:: RECORD EXCERPTS

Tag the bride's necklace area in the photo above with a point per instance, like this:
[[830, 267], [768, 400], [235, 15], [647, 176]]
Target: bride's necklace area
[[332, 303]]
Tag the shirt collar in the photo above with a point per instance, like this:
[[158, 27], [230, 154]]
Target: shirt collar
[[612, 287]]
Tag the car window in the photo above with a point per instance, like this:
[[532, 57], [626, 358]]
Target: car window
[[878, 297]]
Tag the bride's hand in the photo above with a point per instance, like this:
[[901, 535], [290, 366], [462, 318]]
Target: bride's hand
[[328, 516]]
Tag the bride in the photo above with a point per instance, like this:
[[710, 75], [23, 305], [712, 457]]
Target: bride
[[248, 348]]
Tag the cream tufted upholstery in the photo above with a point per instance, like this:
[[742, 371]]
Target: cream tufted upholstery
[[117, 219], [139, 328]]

::::
:: RECORD EXCERPTS

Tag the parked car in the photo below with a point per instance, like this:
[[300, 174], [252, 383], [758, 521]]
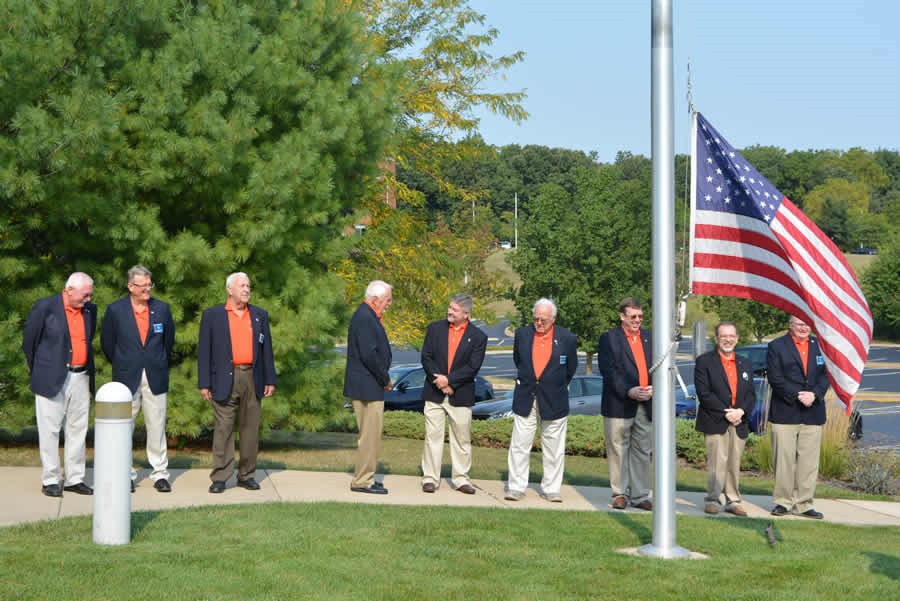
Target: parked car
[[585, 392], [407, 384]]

::::
:: RECORD EXCERPTS

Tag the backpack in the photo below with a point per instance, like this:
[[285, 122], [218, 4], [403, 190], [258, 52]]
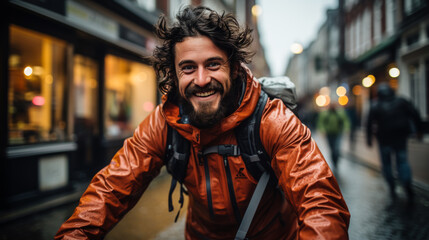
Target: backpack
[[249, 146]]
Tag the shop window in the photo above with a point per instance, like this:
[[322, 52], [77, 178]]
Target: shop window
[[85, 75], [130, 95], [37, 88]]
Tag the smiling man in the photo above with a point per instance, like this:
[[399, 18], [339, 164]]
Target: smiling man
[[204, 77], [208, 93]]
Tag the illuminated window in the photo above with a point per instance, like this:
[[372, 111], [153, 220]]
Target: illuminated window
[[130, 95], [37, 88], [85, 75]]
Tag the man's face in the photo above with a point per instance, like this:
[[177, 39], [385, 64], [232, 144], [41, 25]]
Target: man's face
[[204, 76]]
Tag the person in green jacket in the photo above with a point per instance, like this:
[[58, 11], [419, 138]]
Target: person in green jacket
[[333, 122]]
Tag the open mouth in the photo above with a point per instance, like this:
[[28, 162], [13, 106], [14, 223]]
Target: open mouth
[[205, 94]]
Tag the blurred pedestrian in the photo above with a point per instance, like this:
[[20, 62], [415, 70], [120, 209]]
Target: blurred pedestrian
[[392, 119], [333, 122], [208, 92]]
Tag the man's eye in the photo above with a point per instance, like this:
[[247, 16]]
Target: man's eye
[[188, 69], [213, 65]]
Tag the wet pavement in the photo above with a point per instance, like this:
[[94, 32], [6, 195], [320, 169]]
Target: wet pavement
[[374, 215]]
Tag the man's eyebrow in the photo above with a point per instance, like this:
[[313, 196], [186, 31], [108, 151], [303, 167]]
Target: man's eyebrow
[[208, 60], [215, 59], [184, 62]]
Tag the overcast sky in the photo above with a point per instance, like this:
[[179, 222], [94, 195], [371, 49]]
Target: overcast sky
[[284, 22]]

::::

• **TASK DESCRIPTION**: Copy word for word the portion of the entries that begins with the line containing "Tag the bride's necklace" and ends with the line containing "[[117, 219], [139, 328]]". Include both of those lines.

• **SOLUTION TO THIS EXERCISE**:
Tag the bride's necklace area in the photo above with a point per instance, like this:
[[830, 267], [768, 400], [235, 15], [647, 176]]
Target: bride's necklace area
[[332, 303]]
Tag the shirt collar in the photo above with a point per instance, like this:
[[158, 27], [230, 154]]
Target: shirt collar
[[612, 287]]
Tag the car window in the photo above with a point per instance, like this:
[[532, 57], [626, 358]]
Target: car window
[[878, 297]]
Tag the bride's hand in the photo above with a point per instance, like this:
[[901, 535], [290, 366], [462, 318]]
Target: bride's hand
[[328, 516]]
Tag the bride in the photo above with a point per instance, like this:
[[710, 75], [23, 305], [712, 457]]
Target: bride
[[248, 348]]
Tag the cream tufted upholstery in the photo above with a point per instance, like this:
[[742, 371]]
Target: cream tufted upholstery
[[117, 219], [139, 328]]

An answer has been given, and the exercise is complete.